文書抜粋 →
________
かがみの孤城 (一般書 113) [ 辻村 深月 ]

本の目次・あらすじ


ある日、鏡が光り、こころはその中に吸い込まれる。
そこは、城。
狼の面をつけた女の子―――「おおかみさま」が言う。鍵を探せ。
三月三十日までの間に、「願いの鍵」を見つけた1人の願いが叶う。
城に集められた「赤ずきん」は、7人。

紳士然とした冷めた目をしたスバル。
姉御肌でリーダー格の気性が激しいアキ。

学校に通えていないこころ。
ゲームの得意な、そっけない態度のマサムネ。
大人しい見た目を裏切るキツイ物言いのフウカ。
惚れっぽく、空気が読めない食いしん坊なウレシノ。

毎日9時から17時まで開く「城」。
彼らはなぜ、そこに繋がったのか。
この城は何なのか。「おおかみさま」とは、「赤ずきん」とは。
そして、願いの鍵とは―――。

引用


「会える!だから生きなきゃダメ!頑張って、大人になって!」


感想


2021年読書:051冊目
おすすめ度:★★★★

第一部 様子見の一学期
五月
六月

八月
第二部 気づきの二学期
九月
十月
十一月

第三部 おわかれの三学期
一月
二月
三月
閉城
エピローグ

という構成で、1年間。
554ページというボリューム。文庫本だと上下巻になっています。

2018年本屋大賞、大賞受賞作。
________
データセットに含まれるレコード →

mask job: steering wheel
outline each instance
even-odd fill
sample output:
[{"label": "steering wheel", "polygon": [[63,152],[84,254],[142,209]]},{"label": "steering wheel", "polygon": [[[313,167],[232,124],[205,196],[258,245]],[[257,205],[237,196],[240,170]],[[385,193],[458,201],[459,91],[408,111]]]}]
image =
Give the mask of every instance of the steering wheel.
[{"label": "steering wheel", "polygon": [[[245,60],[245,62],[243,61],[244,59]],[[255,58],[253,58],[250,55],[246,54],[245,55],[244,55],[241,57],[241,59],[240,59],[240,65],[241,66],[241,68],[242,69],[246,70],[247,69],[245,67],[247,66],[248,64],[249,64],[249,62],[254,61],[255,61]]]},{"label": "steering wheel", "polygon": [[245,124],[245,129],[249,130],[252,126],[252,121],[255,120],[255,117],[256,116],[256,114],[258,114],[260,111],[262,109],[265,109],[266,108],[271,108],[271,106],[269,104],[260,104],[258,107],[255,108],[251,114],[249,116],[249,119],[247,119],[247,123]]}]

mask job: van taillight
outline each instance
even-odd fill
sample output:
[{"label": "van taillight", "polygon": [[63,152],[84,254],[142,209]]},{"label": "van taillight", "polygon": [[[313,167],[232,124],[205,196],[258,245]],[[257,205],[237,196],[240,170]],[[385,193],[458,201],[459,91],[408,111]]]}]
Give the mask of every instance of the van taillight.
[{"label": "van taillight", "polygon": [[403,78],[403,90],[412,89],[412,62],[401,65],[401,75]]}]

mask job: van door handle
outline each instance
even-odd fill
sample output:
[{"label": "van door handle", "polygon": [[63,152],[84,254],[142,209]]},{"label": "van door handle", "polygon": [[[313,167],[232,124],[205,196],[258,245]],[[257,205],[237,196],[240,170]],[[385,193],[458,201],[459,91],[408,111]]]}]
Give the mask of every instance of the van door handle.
________
『かがみの孤城』の紹介文のうち、「ある日、鏡が光り、こころはその中に吸い込まれる。」から「大人しい見た目を裏切るキツイ物言いのフウカ。」までの部分を、「大人しい見た目を裏切るキツイ物言いのフウカ。」も含めて一字一句違えずに書き写してください。

ある日、鏡が光り、こころはその中に吸い込まれる。
そこは、城。
狼の面をつけた女の子―――「おおかみさま」が言う。鍵を探せ。
三月三十日までの間に、「願いの鍵」を見つけた1人の願いが叶う。
城に集められた「赤ずきん」は、7人。

紳士然とした冷めた目をしたスバル。
姉御肌でリーダー格の気性が激しいアキ。

学校に通えていないこころ。
ゲームの得意な、そっけない態度のマサムネ。
大人しい見た目を裏切るキツイ物言いのフウカ。